-- What is expected --
Every entry needs to be reproduced exactly.

━━━━━━━━━━━━━━━━━━━━

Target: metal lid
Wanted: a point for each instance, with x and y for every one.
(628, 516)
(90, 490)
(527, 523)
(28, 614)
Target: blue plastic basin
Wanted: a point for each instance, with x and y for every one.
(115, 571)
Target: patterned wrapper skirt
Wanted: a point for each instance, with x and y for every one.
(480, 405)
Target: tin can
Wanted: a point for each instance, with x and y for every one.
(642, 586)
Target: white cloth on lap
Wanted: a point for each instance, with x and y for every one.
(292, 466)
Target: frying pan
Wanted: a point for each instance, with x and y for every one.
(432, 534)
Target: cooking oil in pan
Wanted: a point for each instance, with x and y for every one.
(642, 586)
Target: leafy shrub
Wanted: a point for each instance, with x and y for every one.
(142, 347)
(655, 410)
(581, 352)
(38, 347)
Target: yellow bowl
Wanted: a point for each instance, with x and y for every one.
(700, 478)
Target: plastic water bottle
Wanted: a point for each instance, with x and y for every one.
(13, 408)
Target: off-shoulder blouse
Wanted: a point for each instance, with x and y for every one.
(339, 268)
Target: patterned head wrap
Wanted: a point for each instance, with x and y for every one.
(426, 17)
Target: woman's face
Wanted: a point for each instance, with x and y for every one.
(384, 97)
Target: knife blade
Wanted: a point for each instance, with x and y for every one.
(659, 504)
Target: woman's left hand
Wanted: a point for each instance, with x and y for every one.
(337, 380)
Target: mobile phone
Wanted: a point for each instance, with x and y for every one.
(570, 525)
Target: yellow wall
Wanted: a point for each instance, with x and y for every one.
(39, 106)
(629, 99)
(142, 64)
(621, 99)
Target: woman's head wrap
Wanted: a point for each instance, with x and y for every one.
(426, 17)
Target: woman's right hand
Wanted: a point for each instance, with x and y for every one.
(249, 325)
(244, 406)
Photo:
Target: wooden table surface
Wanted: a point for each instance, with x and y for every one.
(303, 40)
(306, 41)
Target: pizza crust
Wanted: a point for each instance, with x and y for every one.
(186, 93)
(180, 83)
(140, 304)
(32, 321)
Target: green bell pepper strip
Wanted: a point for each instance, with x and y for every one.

━━━━━━━━━━━━━━━━━━━━

-- Answer to this task --
Target: metal lid
Wanted: a point for each instance, with x and y for every one.
(628, 516)
(90, 490)
(527, 523)
(28, 614)
Target: blue plastic basin
Wanted: a point for each instance, with x and y for every one.
(115, 571)
Target: patterned wrapper skirt
Wanted: a point for each instance, with x and y for every one.
(480, 405)
Target: tin can
Wanted: a point for each instance, with x and y for every one.
(642, 586)
Target: white cloth on lap
Wanted: a point for each instance, with x and y for every one.
(292, 466)
Target: frying pan
Wanted: a point for each instance, with x and y for every one.
(432, 534)
Target: cooking oil in pan
Wanted: a point for each instance, with x and y for every one.
(642, 586)
Target: leafy shrub
Wanted: a point for each instance, with x and y for every one.
(142, 347)
(655, 410)
(581, 352)
(38, 347)
Target: yellow bowl
Wanted: a point for each instance, with x and y for every one.
(700, 478)
Target: plastic water bottle
Wanted: a point for each instance, with x and y for every one.
(13, 408)
Target: off-shoulder blouse
Wanted: a point for each instance, with x and y for every one.
(339, 268)
Target: patterned head wrap
Wanted: a point for each instance, with x and y for every one.
(426, 17)
Target: woman's face
Wanted: a point for each instance, with x and y for every one.
(384, 97)
Target: knife blade
Wanted: a point for each instance, with x and y for every one.
(659, 504)
Target: woman's left hand
Wanted: a point for each instance, with x and y for every one.
(337, 380)
Target: mobile phone
Wanted: a point for each instance, with x and y for every one.
(570, 525)
Target: yellow wall
Wanted: a point for each instance, with x and y for every one.
(39, 106)
(629, 99)
(142, 64)
(621, 99)
Target: woman's head wrap
Wanted: a point for each instance, with x and y for every one.
(426, 17)
Target: woman's right hand
Wanted: a point for each instance, with x and y for every one.
(249, 325)
(244, 406)
Photo:
Target: wooden table surface
Wanted: a point for each instance, with x and y for every one.
(303, 40)
(306, 41)
Target: pizza crust
Wanted: a point for each instance, with x and y for every one.
(186, 93)
(180, 83)
(140, 304)
(32, 321)
Target: green bell pepper strip
Wanted: a point for each instance, with x and y for every one.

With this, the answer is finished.